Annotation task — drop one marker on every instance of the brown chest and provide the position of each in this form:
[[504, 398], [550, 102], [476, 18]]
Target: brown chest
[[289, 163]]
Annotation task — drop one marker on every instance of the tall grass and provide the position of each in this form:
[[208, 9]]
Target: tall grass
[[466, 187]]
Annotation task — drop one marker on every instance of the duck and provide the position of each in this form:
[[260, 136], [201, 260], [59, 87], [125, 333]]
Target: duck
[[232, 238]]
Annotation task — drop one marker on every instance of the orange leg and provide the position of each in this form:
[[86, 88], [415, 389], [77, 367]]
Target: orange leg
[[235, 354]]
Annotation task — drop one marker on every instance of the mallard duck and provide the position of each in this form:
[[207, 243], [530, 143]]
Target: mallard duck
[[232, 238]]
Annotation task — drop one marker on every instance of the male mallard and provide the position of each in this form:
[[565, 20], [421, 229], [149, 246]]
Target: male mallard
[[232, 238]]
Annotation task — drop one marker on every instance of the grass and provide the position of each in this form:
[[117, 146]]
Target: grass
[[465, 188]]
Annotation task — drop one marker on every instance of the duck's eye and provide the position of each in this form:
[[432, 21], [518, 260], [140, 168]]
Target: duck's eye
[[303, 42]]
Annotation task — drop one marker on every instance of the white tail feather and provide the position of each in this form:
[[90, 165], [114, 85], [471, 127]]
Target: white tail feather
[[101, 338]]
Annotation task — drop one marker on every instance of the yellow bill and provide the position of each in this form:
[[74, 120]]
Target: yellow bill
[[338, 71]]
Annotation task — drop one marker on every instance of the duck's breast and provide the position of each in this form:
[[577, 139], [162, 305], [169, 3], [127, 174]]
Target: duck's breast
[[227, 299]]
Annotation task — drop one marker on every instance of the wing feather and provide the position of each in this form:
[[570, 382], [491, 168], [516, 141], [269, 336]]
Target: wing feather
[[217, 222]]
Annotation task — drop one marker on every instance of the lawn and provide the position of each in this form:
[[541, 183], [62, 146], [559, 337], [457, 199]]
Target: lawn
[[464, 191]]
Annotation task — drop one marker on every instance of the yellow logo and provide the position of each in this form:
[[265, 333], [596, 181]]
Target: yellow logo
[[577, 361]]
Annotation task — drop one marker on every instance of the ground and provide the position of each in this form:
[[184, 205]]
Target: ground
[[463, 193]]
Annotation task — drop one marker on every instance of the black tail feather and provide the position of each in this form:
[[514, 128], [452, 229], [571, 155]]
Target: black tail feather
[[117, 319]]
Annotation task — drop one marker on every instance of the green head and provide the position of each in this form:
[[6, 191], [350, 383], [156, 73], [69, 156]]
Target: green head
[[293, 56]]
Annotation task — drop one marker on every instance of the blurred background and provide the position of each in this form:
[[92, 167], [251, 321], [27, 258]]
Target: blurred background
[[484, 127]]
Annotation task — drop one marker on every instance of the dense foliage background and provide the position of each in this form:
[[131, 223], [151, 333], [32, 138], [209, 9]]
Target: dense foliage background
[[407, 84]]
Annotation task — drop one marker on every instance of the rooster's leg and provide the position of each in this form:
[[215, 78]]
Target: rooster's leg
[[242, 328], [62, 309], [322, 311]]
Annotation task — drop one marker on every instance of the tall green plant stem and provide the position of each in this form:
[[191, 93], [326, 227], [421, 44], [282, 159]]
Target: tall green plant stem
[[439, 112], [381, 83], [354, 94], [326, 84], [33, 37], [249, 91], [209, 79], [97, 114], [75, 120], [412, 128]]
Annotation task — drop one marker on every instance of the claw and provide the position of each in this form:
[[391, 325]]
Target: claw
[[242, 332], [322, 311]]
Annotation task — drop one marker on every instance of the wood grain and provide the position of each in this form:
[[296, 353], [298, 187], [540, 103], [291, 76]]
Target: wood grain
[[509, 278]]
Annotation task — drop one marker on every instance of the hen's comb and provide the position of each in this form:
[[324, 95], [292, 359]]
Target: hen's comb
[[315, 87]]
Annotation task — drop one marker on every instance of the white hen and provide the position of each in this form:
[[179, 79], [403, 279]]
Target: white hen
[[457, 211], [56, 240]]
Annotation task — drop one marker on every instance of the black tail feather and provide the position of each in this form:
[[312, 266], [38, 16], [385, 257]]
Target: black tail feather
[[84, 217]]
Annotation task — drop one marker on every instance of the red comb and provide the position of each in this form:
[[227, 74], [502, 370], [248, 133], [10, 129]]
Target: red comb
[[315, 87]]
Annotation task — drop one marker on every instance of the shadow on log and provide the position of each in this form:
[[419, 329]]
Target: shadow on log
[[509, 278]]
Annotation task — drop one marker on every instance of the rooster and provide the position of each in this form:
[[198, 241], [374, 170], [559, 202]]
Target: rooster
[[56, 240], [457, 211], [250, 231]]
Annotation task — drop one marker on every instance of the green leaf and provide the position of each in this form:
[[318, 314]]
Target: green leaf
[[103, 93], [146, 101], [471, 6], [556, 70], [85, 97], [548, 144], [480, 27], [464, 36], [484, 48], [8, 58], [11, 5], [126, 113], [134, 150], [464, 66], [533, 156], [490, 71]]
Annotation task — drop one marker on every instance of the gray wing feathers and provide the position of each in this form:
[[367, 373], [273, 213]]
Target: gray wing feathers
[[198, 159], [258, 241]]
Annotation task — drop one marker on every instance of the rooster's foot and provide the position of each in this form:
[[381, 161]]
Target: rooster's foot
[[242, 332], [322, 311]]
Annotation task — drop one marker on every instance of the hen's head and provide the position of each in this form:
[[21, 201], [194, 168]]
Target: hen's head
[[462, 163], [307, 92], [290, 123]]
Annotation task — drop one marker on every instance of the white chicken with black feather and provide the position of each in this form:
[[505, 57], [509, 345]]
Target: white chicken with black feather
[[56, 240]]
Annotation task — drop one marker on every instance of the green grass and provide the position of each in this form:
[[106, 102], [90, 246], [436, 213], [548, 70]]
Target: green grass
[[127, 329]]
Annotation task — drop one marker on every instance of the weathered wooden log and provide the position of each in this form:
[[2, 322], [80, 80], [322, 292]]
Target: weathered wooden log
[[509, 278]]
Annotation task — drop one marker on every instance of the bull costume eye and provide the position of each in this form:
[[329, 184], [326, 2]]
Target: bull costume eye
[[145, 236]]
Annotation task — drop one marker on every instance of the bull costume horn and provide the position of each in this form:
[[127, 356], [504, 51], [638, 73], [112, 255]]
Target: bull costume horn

--------------------

WORK TO COMPLETE
Reproduce every one of the lines above as a numbered list, omitting any blank lines.

EXPECTED ANSWER
1. Annotation task — drop one marker on every instance of the brown chest and provide the position of each in this form:
2. [[504, 398], [550, 102], [476, 18]]
3. Target: brown chest
4. [[289, 163]]
5. Annotation task — drop one marker on every instance of the tall grass and provide the position of each in this form:
6. [[208, 9]]
7. Target: tall grass
8. [[466, 187]]
9. Annotation task — drop one marker on every instance of the duck and provide the position of each in this form:
10. [[260, 136], [201, 260], [59, 87], [125, 333]]
11. Target: duck
12. [[232, 238]]
13. Annotation task — drop one marker on every instance of the orange leg and provide the position of each in this form:
14. [[86, 88], [415, 389], [77, 367]]
15. Target: orange leg
16. [[235, 354]]
17. Annotation task — drop one marker on every instance of the mallard duck and provide the position of each in this form:
18. [[207, 243], [530, 143]]
19. Target: mallard duck
20. [[232, 238]]
21. Annotation task — drop one marker on every instance of the male mallard and provide the position of each in this form:
22. [[565, 20], [421, 229], [149, 246]]
23. Target: male mallard
24. [[232, 238]]
25. Annotation task — drop one marker on every instance of the grass and provide the position of each in this form:
26. [[117, 146]]
27. Target: grass
28. [[465, 188]]
29. Annotation task — drop one marker on every instance of the duck's eye and provide the position of each in this form:
30. [[432, 21], [518, 260], [140, 168]]
31. Target: duck's eye
32. [[303, 42]]
33. Annotation task — drop one marker on every instance of the white tail feather and provide the position of each in this form:
34. [[90, 165], [114, 85], [471, 127]]
35. Target: white tail feather
36. [[101, 338]]
37. Annotation task — drop one marker on every instance of the yellow bill and provide the position of each in this form:
38. [[74, 120]]
39. Target: yellow bill
40. [[338, 71]]
41. Annotation task — drop one marker on every instance of the duck's breast and provide the position of each in this form:
42. [[577, 139], [162, 305], [169, 3], [127, 174]]
43. Target: duck's breast
44. [[227, 299]]
45. Annotation task — drop one marker on every instance of the wing feather and provide the position of each in this form:
46. [[570, 382], [491, 168], [516, 141], [269, 336]]
47. Target: wing feather
48. [[217, 222]]
49. Annotation task — drop one marker on every instance of the lawn and provide the position of each in this form:
50. [[541, 183], [62, 146], [559, 337], [457, 199]]
51. Target: lawn
52. [[464, 191]]
53. Annotation task — drop one marker on every instance of the yellow logo and provide the position of each in this form:
54. [[265, 333], [596, 181]]
55. Target: yellow logo
56. [[577, 361]]
57. Annotation task — drop one marker on every instance of the ground and provide the position of each in this form:
58. [[184, 205]]
59. Target: ground
60. [[463, 193]]
61. Annotation task — drop one marker on every instance of the black tail feather and provide the position of each in this form:
62. [[514, 128], [452, 229], [571, 155]]
63. Target: black tail feather
64. [[117, 319]]
65. Annotation task — drop one marker on every instance of the green head and provide the position of each in this form:
66. [[6, 191], [350, 383], [156, 73], [69, 156]]
67. Target: green head
68. [[293, 56]]
69. Annotation task — drop one marker on every instance of the blurred background and provide the position of each in this form:
70. [[92, 167], [251, 321], [27, 258]]
71. Target: blurred background
72. [[484, 127]]
73. Annotation task — drop one marker on every instance of the dense foliage background and provide the position of each in this form:
74. [[131, 223], [151, 333], [32, 138], [209, 9]]
75. Target: dense foliage background
76. [[407, 84]]
77. Annotation task — drop one marker on every instance of the rooster's leg and provide the position of each in this form:
78. [[215, 78]]
79. Target: rooster's leg
80. [[242, 328], [62, 309], [322, 311]]
81. Annotation task — drop one marker on every instance of the tall green plant stem and provide the position of each in this form:
82. [[191, 93], [326, 227], [421, 44], [282, 159]]
83. Target: tall green plant stem
84. [[439, 112], [381, 83], [354, 94], [326, 84], [33, 37], [249, 91], [209, 79], [97, 114], [75, 120], [412, 128]]
85. Annotation task — drop one marker on every instance of the claw and provide the position of each in this form:
86. [[391, 325]]
87. Target: claw
88. [[242, 332], [322, 311]]
89. Annotation task — drop one marker on every instance of the wood grain and provide the position of each in this form:
90. [[296, 353], [298, 187], [540, 103], [291, 76]]
91. Target: wood grain
92. [[509, 278]]
93. Annotation task — drop one marker on every instance of the hen's comb and provide the position of each in this form:
94. [[324, 95], [292, 359]]
95. Target: hen's comb
96. [[315, 87]]
97. Annotation task — drop one marker on every instance of the white hen and provide the position of each in this form:
98. [[179, 79], [403, 279]]
99. Target: white hen
100. [[457, 211], [56, 240]]
101. Annotation task — drop one marker on every instance of the black tail feather and provide the position of each in this form:
102. [[312, 266], [38, 16], [385, 257]]
103. Target: black tail feather
104. [[84, 217]]
105. Annotation task — drop one marker on every instance of the red comb and provide the position of each in this form:
106. [[227, 74], [502, 370], [248, 133], [10, 129]]
107. Target: red comb
108. [[315, 87]]
109. Annotation task — drop one marker on every instance of the shadow on log and provide the position of each in this form:
110. [[419, 329]]
111. Target: shadow on log
112. [[509, 278]]
113. Annotation task — drop one marker on every instance of the rooster and provide the position of each in this form:
114. [[198, 241], [374, 170], [559, 202]]
115. Target: rooster
116. [[56, 240], [457, 211], [250, 231]]
117. Annotation task — drop one marker on every instance of the green leaf and provide the position of each in this form:
118. [[318, 314]]
119. Target: green leaf
120. [[103, 93], [146, 101], [471, 6], [556, 70], [85, 97], [548, 144], [480, 27], [464, 36], [484, 48], [8, 58], [11, 5], [126, 113], [134, 150], [464, 66], [533, 156], [490, 71]]
121. Annotation task — drop one marker on every instance of the gray wing feathers and provide the position of each in this form:
122. [[367, 373], [273, 213]]
123. Target: gray wing feathers
124. [[198, 159], [258, 241]]
125. Annotation task — drop one marker on every instance of the rooster's foot and provide the position of each in this form:
126. [[381, 161]]
127. Target: rooster's foot
128. [[242, 332], [322, 311]]
129. Annotation task — drop one marker on every instance of the hen's head and provide the position of each in this form:
130. [[21, 201], [194, 168]]
131. Target: hen's head
132. [[462, 163], [307, 92], [290, 123]]
133. Annotation task — drop one marker on every instance of the white chicken with black feather and provide the position of each in this form:
134. [[505, 57], [509, 345]]
135. Target: white chicken with black feather
136. [[56, 240]]
137. Annotation task — drop one marker on every instance of the green grass and provide the position of each in this form:
138. [[106, 102], [90, 246], [436, 213], [548, 70]]
139. Target: green grass
140. [[127, 329]]
141. Annotation task — drop one marker on every instance of the weathered wooden log and provide the position of each in this form:
142. [[2, 322], [80, 80], [322, 292]]
143. Target: weathered wooden log
144. [[509, 278]]
145. Annotation task — drop one marker on every instance of the bull costume eye and provide the position of each in this form:
146. [[329, 184], [326, 2]]
147. Target: bull costume eye
148. [[145, 236]]
149. Annotation task — drop one marker on every instance of the bull costume horn and provide the position of each in this form:
150. [[127, 356], [504, 51], [638, 73], [112, 255]]
151. Target: bull costume horn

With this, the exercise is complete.